* Task to complete *
State how many lines of the entries below contain the word "white". Give only the number.

[Object detection data]
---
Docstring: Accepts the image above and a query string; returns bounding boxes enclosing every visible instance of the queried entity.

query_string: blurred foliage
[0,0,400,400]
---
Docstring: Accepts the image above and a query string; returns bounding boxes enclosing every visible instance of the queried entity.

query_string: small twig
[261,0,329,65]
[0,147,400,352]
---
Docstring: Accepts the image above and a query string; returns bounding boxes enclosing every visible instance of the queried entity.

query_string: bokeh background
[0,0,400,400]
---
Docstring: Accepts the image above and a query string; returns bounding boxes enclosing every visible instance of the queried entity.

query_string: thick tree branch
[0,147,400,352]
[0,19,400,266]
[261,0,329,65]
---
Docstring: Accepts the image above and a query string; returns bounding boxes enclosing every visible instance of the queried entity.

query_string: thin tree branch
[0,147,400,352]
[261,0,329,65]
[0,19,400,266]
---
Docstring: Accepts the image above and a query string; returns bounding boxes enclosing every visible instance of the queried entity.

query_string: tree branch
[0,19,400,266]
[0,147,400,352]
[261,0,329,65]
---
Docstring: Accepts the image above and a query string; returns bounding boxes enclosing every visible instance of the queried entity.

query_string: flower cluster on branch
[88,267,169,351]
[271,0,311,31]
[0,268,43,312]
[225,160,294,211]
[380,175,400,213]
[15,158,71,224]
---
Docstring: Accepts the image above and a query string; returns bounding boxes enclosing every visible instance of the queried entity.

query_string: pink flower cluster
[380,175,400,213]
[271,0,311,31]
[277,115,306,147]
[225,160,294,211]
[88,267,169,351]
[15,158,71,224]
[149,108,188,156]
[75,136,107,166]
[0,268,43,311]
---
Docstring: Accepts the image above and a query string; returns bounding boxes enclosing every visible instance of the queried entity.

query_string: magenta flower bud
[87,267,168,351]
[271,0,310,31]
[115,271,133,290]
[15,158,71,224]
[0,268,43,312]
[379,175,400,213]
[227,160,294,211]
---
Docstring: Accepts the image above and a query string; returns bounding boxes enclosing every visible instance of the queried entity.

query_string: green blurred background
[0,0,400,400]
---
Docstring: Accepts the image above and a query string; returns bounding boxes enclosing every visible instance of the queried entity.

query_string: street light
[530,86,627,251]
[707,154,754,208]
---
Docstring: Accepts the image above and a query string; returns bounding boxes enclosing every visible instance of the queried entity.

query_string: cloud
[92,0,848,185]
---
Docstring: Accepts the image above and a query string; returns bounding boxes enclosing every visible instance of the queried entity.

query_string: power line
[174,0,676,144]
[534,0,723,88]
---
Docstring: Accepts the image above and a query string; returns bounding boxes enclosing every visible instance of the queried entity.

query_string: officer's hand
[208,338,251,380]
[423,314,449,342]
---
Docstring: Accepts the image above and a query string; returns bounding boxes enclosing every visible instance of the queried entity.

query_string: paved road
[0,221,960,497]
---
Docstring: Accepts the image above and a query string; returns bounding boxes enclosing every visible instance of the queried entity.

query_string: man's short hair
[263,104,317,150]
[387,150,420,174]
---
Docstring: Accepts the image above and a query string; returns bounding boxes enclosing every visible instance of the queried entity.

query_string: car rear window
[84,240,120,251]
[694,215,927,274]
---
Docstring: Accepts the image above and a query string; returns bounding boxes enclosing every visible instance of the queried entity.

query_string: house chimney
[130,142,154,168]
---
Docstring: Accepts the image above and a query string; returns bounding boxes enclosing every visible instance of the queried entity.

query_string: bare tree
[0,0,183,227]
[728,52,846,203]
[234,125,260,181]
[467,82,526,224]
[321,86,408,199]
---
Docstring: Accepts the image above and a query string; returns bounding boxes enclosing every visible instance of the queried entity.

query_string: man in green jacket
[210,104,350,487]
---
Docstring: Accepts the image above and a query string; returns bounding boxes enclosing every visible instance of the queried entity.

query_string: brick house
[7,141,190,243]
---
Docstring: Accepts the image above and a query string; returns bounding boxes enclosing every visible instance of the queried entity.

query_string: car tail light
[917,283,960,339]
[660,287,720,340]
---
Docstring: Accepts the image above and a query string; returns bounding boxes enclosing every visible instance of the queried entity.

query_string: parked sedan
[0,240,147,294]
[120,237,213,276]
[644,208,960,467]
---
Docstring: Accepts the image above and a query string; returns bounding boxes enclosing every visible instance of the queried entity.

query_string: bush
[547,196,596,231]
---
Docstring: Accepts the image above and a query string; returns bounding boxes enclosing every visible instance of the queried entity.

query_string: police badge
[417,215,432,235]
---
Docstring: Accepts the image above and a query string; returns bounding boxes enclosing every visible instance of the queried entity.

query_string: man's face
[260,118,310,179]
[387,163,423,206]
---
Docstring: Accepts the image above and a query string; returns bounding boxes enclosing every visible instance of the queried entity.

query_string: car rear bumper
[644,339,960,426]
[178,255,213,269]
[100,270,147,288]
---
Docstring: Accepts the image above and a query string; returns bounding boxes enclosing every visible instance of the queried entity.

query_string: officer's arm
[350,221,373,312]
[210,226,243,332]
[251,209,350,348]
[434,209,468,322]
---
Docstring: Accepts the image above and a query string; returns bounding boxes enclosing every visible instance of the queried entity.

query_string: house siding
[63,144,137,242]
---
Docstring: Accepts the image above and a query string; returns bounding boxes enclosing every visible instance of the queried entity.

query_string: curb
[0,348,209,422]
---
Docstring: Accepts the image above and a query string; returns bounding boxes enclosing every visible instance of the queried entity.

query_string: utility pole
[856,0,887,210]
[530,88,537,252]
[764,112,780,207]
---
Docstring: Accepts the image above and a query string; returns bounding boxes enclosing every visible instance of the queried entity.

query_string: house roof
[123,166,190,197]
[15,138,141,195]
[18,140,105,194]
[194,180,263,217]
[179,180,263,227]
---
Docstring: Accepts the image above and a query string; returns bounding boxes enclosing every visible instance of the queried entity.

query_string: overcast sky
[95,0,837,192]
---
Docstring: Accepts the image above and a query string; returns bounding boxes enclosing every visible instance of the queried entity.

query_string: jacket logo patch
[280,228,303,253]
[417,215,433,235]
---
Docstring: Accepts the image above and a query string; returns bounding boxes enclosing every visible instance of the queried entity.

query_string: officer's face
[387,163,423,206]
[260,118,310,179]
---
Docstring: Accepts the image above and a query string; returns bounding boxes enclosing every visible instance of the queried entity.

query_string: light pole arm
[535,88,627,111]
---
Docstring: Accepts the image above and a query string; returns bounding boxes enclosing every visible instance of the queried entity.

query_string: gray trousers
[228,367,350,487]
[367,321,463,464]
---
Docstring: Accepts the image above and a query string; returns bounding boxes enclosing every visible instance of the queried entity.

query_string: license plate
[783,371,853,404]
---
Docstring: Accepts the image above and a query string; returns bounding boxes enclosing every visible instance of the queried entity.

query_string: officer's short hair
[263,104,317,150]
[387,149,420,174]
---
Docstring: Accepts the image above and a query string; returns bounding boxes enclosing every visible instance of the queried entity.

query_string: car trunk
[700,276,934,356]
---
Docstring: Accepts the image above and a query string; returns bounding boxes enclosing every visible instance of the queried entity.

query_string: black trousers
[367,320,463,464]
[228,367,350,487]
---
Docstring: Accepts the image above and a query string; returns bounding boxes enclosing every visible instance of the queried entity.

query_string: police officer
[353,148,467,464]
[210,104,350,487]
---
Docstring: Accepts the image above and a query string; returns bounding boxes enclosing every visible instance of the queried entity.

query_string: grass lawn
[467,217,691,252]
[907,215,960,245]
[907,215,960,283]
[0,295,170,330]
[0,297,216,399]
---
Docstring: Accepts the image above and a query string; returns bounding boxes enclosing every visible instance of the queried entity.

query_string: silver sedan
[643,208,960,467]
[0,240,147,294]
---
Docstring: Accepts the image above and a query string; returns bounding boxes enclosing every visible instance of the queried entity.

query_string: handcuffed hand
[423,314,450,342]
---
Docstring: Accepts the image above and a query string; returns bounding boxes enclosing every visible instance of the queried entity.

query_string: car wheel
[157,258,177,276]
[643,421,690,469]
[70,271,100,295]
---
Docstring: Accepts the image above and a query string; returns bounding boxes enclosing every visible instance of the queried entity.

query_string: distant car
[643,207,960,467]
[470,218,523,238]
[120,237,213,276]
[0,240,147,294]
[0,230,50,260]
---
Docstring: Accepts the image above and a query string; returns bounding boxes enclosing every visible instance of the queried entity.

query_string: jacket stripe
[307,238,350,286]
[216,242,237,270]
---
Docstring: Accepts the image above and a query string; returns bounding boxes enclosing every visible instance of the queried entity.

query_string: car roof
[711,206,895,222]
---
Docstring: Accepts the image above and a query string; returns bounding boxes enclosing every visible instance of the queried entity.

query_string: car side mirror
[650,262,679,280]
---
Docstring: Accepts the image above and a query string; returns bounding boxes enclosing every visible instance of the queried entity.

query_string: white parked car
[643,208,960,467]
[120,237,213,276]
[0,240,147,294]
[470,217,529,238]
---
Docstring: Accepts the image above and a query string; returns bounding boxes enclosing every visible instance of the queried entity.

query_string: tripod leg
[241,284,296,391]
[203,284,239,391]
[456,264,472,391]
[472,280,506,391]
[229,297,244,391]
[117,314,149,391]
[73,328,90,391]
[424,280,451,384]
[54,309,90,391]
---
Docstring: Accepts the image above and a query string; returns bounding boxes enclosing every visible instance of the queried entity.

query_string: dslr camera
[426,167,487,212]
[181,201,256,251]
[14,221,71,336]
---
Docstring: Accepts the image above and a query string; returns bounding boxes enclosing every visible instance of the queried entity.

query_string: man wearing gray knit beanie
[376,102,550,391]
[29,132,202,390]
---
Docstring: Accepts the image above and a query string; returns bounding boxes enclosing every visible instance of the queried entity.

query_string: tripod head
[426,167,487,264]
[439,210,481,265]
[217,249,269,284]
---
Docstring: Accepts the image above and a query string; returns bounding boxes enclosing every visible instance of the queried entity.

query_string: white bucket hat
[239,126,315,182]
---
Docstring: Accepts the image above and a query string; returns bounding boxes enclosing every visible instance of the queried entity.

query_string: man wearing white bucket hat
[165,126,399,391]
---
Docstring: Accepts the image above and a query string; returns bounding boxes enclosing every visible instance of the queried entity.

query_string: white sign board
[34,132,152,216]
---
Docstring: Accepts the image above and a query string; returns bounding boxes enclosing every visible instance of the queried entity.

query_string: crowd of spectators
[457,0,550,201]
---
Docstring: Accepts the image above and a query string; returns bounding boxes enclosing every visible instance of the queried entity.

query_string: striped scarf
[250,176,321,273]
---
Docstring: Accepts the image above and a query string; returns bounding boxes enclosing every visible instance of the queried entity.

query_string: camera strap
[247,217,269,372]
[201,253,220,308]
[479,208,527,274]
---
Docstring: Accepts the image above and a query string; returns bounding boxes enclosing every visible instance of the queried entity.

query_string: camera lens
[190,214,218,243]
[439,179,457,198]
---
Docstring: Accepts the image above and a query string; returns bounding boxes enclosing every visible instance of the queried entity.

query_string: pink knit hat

* Task result *
4